- _Yazılı Görev 1_
Satırlardan kaçı "trunk" kelimesini içeriyor? Yalnızca sayıyı yazın.

- _Okuma Metni_
☆ ☆ ☆ ☆ ☆ ☆ ☆
III. İLK DERECE MAHKEMESİ KARARI
İlk Derece Mahkemesinin yukarıda tarih ve sayısı belirtilen kararı ile; yapılan yargılama sırasında dinlenen erkek tanıklarının kadının kusurlu davranışlarının ve evlilik birliğinin sarsılmasına neden olan olaylarında ispat etmesi gerektiği, sunulan delillerde evlilik birliğinin temelinden sarsıldığı sonucuna götürecek bir olgu ve kadının kusuru ispat edilemediğinden açılan davanın reddine karar verilmiştir.
IV. İSTİNAF
A. İstinaf Yoluna Başvuranlar
İlk Derece Mahkemesinin yukarıda belirtilen kararına karşı süresi içinde davacı erkek vekili istinaf başvurusunda bulunulmuştur.
B. İstinaf Sebepleri
Davacı erkek vekili istinaf dilekçesinde; dava dilekçesindeki beyanlarını tekrarlamış, kadının kusurunun ve davanın ispatlandığını, kararın hukuka aykırı olduğunu belirterek kararın kaldırılmasına karar verilmesi için istinaf başvurusunda bulunmuştur.
C. Gerekçe ve Sonuç
Bölge Adliye Mahkemesinin yukarıda tarih ve sayısı belirtilen kararı ile; toplanan delillere göre; Mahkeme karar gerekçesinin dosya kapsamındaki delillerle uyumlu olmadığı, kadının davaya yasal süre içerisinde cevap vermemesi nedeniyle erkeğe kusur yüklenemeyeceği, kadının ortak konutta yaşanan sorunları ailesine yansıtması sebebiyle tartışmalar yaşandığı, bu nedenle kadının ailesinin erkeği tehdit ettiği, kadının ayrıca erkeğe hakaret ettiği ve boşanmak istediğini söylediği, meydana gelen geçimsizliğin evlilik birliğinin temelinden sarsılmasına neden olduğu, boşanmaya yol açan olaylarda kadının tam kusurlu olduğu gerekçesiyle davanın kabulü ile tarafların 4721 sayılı Kanun'un 166 ncı maddesinin birinci fıkrası gereği boşanmalarına, erkek lehine 10.000,00 TL manevî tazminata karar verilmiştir.
V. TEMYİZ
A. Temyiz Yoluna Başvuranlar
Bölge Adliye Mahkemesinin yukarıda belirtilen kararına karşı süresi içinde davalı kadın vekili temyiz isteminde bulunulmuştur.
☆ ☆ ☆ ☆ ☆ ☆ ☆
- _Nesne konumlarına ilişkin veri kümesi kayıtları_

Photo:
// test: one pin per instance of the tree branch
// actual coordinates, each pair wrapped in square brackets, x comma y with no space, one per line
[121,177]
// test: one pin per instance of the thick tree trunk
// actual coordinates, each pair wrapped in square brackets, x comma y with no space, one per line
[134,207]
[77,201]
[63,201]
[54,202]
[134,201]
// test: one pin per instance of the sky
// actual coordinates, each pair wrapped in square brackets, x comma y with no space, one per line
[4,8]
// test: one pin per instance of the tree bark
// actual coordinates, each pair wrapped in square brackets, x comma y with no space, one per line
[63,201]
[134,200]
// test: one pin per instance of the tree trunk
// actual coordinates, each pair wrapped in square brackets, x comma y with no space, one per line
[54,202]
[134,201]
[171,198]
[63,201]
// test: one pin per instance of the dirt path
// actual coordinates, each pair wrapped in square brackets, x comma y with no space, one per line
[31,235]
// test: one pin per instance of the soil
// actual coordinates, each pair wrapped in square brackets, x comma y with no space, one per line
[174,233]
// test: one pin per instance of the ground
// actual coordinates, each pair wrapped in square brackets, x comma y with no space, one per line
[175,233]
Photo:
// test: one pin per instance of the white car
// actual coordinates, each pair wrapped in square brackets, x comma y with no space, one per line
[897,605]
☆ ☆ ☆ ☆ ☆ ☆ ☆
- _Yazılı Görev 2_
Mahkeme kararı metnini "C. Gerekçe ve" ifadesinin geçtiği yerden başlayıp "tazminata karar verilmiştir." ifadesinden sonra bitirerek yeniden yazın; bunu yaparken "manevî tazminata" yerine "maddî tazminata" koyun.

- _Yazılı Yanıt 1_
2

- _Yazılı Yanıt 2_
C. Gerekçe ve Sonuç
Bölge Adliye Mahkemesinin yukarıda tarih ve sayısı belirtilen kararı ile; toplanan delillere göre; Mahkeme karar gerekçesinin dosya kapsamındaki delillerle uyumlu olmadığı, kadının davaya yasal süre içerisinde cevap vermemesi nedeniyle erkeğe kusur yüklenemeyeceği, kadının ortak konutta yaşanan sorunları ailesine yansıtması sebebiyle tartışmalar yaşandığı, bu nedenle kadının ailesinin erkeği tehdit ettiği, kadının ayrıca erkeğe hakaret ettiği ve boşanmak istediğini söylediği, meydana gelen geçimsizliğin evlilik birliğinin temelinden sarsılmasına neden olduğu, boşanmaya yol açan olaylarda kadının tam kusurlu olduğu gerekçesiyle davanın kabulü ile tarafların 4721 sayılı Kanun'un 166 ncı maddesinin birinci fıkrası gereği boşanmalarına, erkek lehine 10.000,00 TL maddî tazminata karar verilmiştir.